**SET EXERCISE**: Rewrite the lines between the one holding "TARGET = pasta cutter" and the one holding "[(754, 570)]", inclusive, with the requests left unchanged. Increase every point coordinate in the answers by 22.

Start of DATA RECORDS

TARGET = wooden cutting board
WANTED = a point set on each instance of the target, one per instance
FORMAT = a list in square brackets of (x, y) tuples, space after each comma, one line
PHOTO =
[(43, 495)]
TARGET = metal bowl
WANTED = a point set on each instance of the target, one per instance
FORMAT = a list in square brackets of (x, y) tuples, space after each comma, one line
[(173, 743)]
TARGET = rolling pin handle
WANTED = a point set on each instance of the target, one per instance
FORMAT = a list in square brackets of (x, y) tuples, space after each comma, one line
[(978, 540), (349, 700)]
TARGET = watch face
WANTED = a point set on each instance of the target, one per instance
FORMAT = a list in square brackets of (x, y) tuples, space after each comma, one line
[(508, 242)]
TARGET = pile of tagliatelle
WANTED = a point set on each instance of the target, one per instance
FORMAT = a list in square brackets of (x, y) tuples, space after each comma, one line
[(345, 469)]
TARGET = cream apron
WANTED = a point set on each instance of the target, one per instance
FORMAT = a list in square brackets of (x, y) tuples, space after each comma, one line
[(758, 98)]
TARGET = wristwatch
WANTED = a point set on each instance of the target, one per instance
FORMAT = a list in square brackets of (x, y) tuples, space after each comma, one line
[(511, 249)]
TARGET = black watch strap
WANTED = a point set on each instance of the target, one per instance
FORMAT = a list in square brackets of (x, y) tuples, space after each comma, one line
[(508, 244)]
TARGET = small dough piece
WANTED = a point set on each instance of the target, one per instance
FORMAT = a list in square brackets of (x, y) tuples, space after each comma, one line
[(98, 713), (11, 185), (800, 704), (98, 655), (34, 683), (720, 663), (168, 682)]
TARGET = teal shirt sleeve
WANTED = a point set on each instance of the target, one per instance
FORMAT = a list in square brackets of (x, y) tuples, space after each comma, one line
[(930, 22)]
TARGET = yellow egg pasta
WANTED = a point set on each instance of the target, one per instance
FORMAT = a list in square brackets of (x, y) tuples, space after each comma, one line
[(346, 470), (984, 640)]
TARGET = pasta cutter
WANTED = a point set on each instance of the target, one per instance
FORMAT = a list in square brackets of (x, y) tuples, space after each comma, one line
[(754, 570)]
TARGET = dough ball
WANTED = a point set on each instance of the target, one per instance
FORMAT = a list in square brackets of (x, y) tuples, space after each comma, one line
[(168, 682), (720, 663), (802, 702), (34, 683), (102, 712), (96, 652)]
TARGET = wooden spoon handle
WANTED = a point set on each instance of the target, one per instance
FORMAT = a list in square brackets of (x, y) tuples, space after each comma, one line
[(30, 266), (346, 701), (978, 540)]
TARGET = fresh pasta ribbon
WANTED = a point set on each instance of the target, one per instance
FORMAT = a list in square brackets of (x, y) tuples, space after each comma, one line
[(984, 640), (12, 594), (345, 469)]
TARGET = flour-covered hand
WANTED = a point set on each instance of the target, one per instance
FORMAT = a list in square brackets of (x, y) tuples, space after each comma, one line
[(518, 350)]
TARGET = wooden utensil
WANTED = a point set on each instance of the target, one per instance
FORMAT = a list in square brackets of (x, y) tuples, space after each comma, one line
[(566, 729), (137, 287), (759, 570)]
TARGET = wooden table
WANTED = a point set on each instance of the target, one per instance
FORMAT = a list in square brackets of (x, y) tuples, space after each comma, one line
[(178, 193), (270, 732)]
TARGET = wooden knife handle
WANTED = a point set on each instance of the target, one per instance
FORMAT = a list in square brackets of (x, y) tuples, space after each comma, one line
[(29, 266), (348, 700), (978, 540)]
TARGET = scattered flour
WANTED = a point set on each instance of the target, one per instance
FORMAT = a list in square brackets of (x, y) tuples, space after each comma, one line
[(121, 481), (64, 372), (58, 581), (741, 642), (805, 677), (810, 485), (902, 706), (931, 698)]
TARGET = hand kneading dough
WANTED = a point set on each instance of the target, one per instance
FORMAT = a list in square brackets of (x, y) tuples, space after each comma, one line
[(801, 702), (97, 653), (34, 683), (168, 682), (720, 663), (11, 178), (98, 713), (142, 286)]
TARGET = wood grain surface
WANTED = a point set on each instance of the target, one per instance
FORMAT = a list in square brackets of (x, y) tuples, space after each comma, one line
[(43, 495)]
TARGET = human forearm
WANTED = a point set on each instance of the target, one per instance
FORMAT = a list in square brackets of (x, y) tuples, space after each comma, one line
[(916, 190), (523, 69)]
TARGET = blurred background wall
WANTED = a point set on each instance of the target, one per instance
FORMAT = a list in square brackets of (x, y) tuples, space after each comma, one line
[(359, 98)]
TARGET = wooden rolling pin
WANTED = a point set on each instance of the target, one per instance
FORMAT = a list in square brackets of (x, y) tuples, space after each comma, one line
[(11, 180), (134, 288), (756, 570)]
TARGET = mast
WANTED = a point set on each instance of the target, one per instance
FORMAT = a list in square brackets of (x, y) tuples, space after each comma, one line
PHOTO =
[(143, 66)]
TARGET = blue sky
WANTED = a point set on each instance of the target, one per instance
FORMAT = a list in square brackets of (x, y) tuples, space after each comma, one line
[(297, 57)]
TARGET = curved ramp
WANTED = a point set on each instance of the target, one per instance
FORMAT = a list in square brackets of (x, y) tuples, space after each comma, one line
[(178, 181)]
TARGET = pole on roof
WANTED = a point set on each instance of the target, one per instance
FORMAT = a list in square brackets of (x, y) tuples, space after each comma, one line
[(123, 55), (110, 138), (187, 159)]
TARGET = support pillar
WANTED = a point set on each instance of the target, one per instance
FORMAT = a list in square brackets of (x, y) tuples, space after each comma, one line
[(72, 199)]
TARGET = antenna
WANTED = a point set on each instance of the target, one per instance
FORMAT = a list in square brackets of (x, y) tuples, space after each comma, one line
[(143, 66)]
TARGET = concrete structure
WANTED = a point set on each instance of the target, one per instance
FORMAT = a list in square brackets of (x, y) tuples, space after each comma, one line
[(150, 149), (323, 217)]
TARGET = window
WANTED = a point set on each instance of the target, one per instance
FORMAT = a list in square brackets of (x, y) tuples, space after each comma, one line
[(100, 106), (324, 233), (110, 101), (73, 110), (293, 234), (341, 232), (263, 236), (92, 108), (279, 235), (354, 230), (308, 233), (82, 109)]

End of DATA RECORDS

**THE ANSWER**:
TARGET = pasta cutter
WANTED = a point set on each instance of the target, one per instance
FORMAT = a list in square brackets of (x, y) tuples, space after each comma, one line
[(776, 592)]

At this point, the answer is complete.